>>>

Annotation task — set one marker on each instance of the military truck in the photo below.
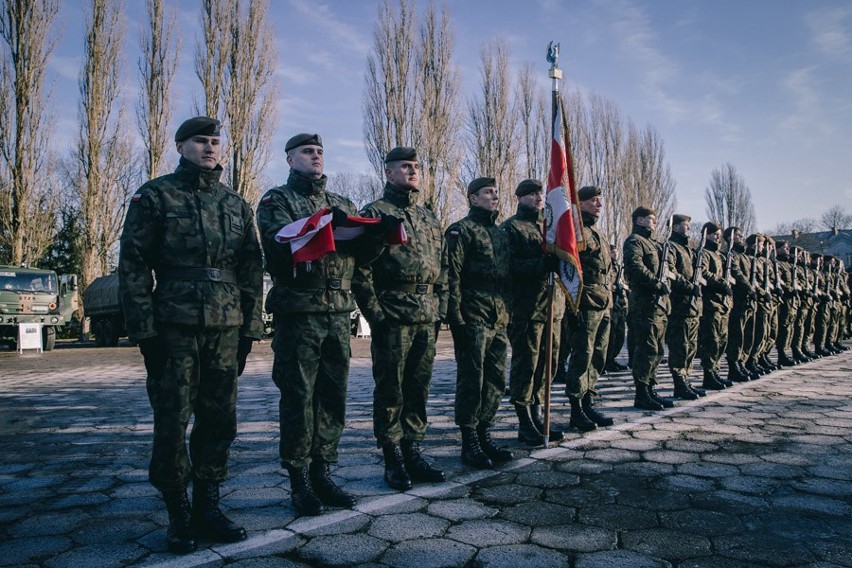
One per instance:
(103, 307)
(32, 295)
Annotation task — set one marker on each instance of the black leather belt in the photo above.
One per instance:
(197, 274)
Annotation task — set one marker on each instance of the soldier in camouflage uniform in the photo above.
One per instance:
(403, 295)
(590, 325)
(527, 328)
(649, 307)
(311, 303)
(479, 269)
(716, 307)
(196, 328)
(682, 330)
(741, 322)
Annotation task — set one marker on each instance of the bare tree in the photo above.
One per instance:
(102, 171)
(390, 92)
(26, 202)
(160, 50)
(493, 123)
(728, 199)
(835, 218)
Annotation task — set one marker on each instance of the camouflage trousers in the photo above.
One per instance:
(529, 359)
(647, 332)
(403, 356)
(480, 375)
(589, 341)
(311, 370)
(682, 341)
(199, 378)
(712, 337)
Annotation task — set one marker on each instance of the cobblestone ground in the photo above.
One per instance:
(757, 475)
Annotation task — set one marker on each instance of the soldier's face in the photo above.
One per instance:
(592, 206)
(203, 151)
(308, 160)
(404, 174)
(487, 198)
(534, 200)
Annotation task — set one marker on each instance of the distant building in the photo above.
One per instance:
(836, 242)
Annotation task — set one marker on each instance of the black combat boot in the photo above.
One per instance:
(643, 398)
(527, 432)
(181, 537)
(588, 405)
(208, 520)
(682, 389)
(305, 500)
(537, 414)
(395, 475)
(326, 489)
(416, 465)
(472, 453)
(495, 453)
(710, 382)
(578, 419)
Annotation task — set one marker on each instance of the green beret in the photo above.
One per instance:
(479, 183)
(199, 125)
(642, 212)
(303, 139)
(401, 153)
(528, 186)
(588, 192)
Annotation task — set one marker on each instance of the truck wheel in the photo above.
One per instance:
(48, 338)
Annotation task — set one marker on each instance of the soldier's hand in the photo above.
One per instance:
(551, 263)
(338, 217)
(243, 349)
(459, 333)
(154, 353)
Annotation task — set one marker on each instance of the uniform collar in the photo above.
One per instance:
(305, 185)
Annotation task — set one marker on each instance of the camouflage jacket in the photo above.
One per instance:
(529, 278)
(189, 220)
(479, 271)
(641, 256)
(408, 282)
(320, 286)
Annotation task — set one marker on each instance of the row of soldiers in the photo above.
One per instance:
(191, 275)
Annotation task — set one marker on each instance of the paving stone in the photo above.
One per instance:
(512, 556)
(400, 527)
(342, 550)
(666, 543)
(429, 553)
(575, 538)
(482, 533)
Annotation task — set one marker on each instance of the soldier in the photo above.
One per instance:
(479, 258)
(311, 303)
(530, 269)
(682, 330)
(741, 322)
(590, 325)
(403, 295)
(649, 306)
(618, 315)
(195, 332)
(716, 307)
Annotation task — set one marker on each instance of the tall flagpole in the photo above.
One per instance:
(555, 74)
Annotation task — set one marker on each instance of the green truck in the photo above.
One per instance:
(31, 295)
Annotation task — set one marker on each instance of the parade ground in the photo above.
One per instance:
(756, 475)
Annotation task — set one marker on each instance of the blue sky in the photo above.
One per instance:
(763, 84)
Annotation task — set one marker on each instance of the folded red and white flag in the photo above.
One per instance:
(313, 237)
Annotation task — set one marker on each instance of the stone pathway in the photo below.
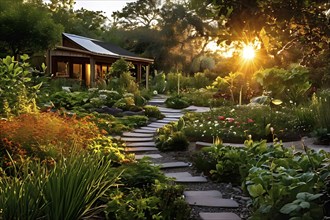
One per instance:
(140, 141)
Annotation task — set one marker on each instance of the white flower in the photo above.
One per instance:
(103, 96)
(92, 89)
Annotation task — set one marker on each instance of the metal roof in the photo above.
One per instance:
(103, 48)
(88, 44)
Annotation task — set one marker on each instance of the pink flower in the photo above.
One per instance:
(221, 118)
(250, 120)
(230, 120)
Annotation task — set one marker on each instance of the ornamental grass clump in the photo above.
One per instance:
(72, 189)
(41, 133)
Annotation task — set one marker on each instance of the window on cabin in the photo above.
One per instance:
(62, 69)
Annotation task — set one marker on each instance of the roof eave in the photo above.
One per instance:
(140, 59)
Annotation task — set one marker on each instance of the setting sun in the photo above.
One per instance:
(248, 52)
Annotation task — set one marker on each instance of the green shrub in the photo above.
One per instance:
(158, 83)
(125, 103)
(146, 93)
(152, 112)
(140, 174)
(111, 148)
(171, 138)
(291, 83)
(274, 177)
(177, 102)
(177, 79)
(177, 141)
(200, 81)
(134, 121)
(162, 201)
(71, 189)
(139, 100)
(18, 94)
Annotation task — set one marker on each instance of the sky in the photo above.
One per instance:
(107, 6)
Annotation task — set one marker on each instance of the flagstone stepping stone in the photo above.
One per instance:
(156, 101)
(152, 156)
(134, 134)
(139, 130)
(136, 139)
(141, 144)
(154, 125)
(172, 165)
(166, 121)
(140, 149)
(200, 144)
(169, 110)
(149, 128)
(207, 193)
(219, 216)
(185, 177)
(178, 174)
(209, 201)
(197, 108)
(172, 115)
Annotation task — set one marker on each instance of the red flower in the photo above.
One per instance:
(230, 120)
(221, 118)
(250, 120)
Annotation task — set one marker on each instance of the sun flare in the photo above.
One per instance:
(248, 52)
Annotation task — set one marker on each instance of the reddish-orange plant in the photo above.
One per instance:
(49, 133)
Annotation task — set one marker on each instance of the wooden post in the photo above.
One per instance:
(147, 76)
(139, 73)
(92, 72)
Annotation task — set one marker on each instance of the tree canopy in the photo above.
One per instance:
(26, 28)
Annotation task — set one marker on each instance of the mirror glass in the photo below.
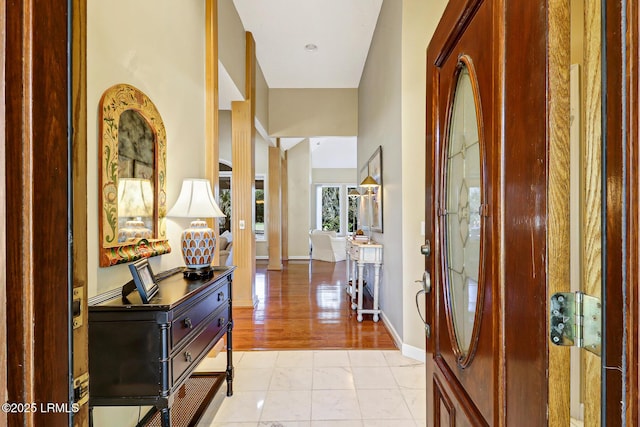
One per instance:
(462, 200)
(132, 177)
(136, 171)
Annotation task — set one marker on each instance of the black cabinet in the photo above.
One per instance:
(141, 354)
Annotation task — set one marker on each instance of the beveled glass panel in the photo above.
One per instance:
(463, 201)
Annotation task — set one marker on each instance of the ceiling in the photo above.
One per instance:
(283, 30)
(341, 30)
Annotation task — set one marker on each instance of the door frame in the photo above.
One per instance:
(621, 266)
(36, 151)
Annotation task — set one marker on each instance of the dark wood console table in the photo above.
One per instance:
(141, 354)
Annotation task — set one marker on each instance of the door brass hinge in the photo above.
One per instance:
(81, 389)
(575, 320)
(78, 301)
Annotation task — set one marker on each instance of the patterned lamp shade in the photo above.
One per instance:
(198, 241)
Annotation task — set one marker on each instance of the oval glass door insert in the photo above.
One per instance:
(463, 189)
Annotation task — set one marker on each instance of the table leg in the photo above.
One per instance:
(376, 287)
(165, 417)
(360, 290)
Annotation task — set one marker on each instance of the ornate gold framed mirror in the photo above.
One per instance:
(463, 195)
(132, 177)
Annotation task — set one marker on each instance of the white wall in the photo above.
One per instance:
(231, 52)
(147, 50)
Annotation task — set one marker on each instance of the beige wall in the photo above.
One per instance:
(299, 183)
(262, 99)
(380, 123)
(392, 114)
(313, 112)
(261, 165)
(231, 53)
(149, 54)
(419, 20)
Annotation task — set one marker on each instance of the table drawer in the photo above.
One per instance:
(182, 362)
(191, 319)
(354, 252)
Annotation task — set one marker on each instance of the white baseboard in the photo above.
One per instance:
(414, 352)
(406, 349)
(394, 333)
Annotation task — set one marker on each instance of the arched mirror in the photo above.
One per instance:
(462, 231)
(132, 177)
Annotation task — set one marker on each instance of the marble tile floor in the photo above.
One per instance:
(321, 388)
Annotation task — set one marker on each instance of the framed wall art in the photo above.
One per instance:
(375, 171)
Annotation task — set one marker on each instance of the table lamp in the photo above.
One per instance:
(135, 201)
(198, 241)
(369, 182)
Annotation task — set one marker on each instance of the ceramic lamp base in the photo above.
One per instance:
(198, 244)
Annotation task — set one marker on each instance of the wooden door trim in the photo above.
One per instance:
(558, 191)
(633, 211)
(454, 387)
(3, 215)
(448, 40)
(79, 187)
(37, 179)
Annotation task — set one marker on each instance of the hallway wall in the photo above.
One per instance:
(392, 115)
(146, 50)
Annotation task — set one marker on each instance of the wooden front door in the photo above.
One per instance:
(498, 212)
(463, 209)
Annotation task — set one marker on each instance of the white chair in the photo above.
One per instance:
(326, 246)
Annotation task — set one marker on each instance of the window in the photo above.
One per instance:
(259, 207)
(330, 217)
(352, 211)
(334, 210)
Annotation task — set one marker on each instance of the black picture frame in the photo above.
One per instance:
(144, 279)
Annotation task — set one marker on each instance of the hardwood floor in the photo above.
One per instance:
(305, 306)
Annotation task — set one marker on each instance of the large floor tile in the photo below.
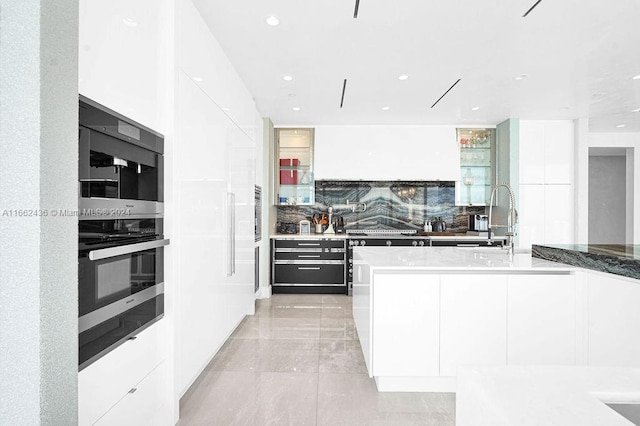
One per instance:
(277, 328)
(300, 356)
(352, 399)
(247, 398)
(342, 356)
(338, 329)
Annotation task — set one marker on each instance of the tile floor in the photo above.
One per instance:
(298, 361)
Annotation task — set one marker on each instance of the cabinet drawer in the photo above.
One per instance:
(309, 255)
(142, 405)
(107, 380)
(309, 274)
(307, 244)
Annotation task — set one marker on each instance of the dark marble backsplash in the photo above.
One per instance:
(390, 204)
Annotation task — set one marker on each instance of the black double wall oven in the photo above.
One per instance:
(121, 235)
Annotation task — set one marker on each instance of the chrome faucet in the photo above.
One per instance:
(512, 216)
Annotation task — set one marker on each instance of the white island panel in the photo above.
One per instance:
(406, 325)
(541, 320)
(473, 327)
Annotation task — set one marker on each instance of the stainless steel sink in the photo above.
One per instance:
(630, 411)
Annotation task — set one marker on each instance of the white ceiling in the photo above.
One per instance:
(579, 57)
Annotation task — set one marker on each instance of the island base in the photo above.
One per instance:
(415, 384)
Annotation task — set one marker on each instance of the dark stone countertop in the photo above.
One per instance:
(617, 259)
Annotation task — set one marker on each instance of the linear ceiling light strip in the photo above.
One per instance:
(531, 8)
(445, 93)
(344, 87)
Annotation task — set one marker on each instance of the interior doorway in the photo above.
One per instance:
(609, 203)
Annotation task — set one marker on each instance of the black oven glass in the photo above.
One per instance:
(111, 168)
(96, 340)
(104, 281)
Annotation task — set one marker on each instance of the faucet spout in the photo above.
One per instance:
(512, 216)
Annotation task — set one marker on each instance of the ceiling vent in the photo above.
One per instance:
(531, 8)
(445, 93)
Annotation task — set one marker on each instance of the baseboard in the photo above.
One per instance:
(264, 292)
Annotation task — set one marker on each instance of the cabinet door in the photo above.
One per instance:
(541, 320)
(406, 319)
(558, 214)
(532, 152)
(102, 384)
(473, 321)
(531, 216)
(558, 152)
(143, 405)
(614, 321)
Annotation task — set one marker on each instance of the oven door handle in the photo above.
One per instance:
(129, 248)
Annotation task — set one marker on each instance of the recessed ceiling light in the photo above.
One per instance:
(272, 20)
(130, 22)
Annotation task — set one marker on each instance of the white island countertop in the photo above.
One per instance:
(545, 395)
(453, 259)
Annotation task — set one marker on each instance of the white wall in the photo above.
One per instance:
(386, 153)
(628, 141)
(38, 173)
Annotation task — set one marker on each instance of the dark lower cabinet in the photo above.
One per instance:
(308, 266)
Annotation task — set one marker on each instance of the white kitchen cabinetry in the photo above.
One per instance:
(546, 215)
(473, 321)
(386, 153)
(140, 407)
(406, 332)
(541, 320)
(104, 385)
(614, 320)
(546, 152)
(201, 57)
(213, 198)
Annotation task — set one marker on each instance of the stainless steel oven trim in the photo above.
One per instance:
(126, 249)
(126, 338)
(114, 208)
(307, 285)
(308, 262)
(98, 316)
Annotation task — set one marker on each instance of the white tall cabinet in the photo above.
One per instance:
(214, 175)
(546, 182)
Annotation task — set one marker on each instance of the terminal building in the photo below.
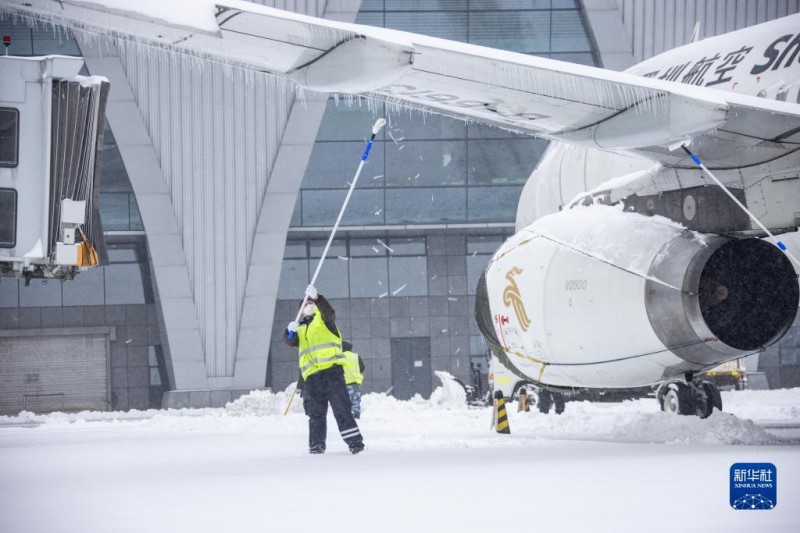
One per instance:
(219, 188)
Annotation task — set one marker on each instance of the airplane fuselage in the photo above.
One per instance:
(605, 297)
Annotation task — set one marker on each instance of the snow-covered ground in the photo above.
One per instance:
(430, 465)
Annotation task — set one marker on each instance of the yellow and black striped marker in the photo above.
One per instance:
(523, 404)
(502, 417)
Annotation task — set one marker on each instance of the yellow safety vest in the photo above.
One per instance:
(319, 348)
(352, 370)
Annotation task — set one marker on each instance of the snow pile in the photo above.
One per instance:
(451, 394)
(445, 421)
(265, 403)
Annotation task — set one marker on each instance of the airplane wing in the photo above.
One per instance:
(562, 101)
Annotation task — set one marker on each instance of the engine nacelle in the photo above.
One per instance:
(596, 297)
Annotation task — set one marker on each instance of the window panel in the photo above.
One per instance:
(115, 211)
(369, 277)
(367, 248)
(333, 165)
(408, 276)
(121, 255)
(475, 266)
(407, 245)
(372, 5)
(40, 293)
(503, 162)
(494, 5)
(426, 163)
(338, 247)
(435, 205)
(294, 279)
(55, 40)
(297, 219)
(321, 208)
(569, 34)
(411, 124)
(483, 131)
(86, 289)
(332, 280)
(123, 284)
(430, 5)
(493, 204)
(9, 137)
(516, 31)
(369, 19)
(448, 25)
(484, 244)
(9, 292)
(136, 223)
(113, 176)
(581, 58)
(21, 37)
(349, 120)
(295, 250)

<<<

ACTIVITY
Your answer should be one number: the count of lines holding "light" in the listing.

SOLUTION TO THE PROBLEM
2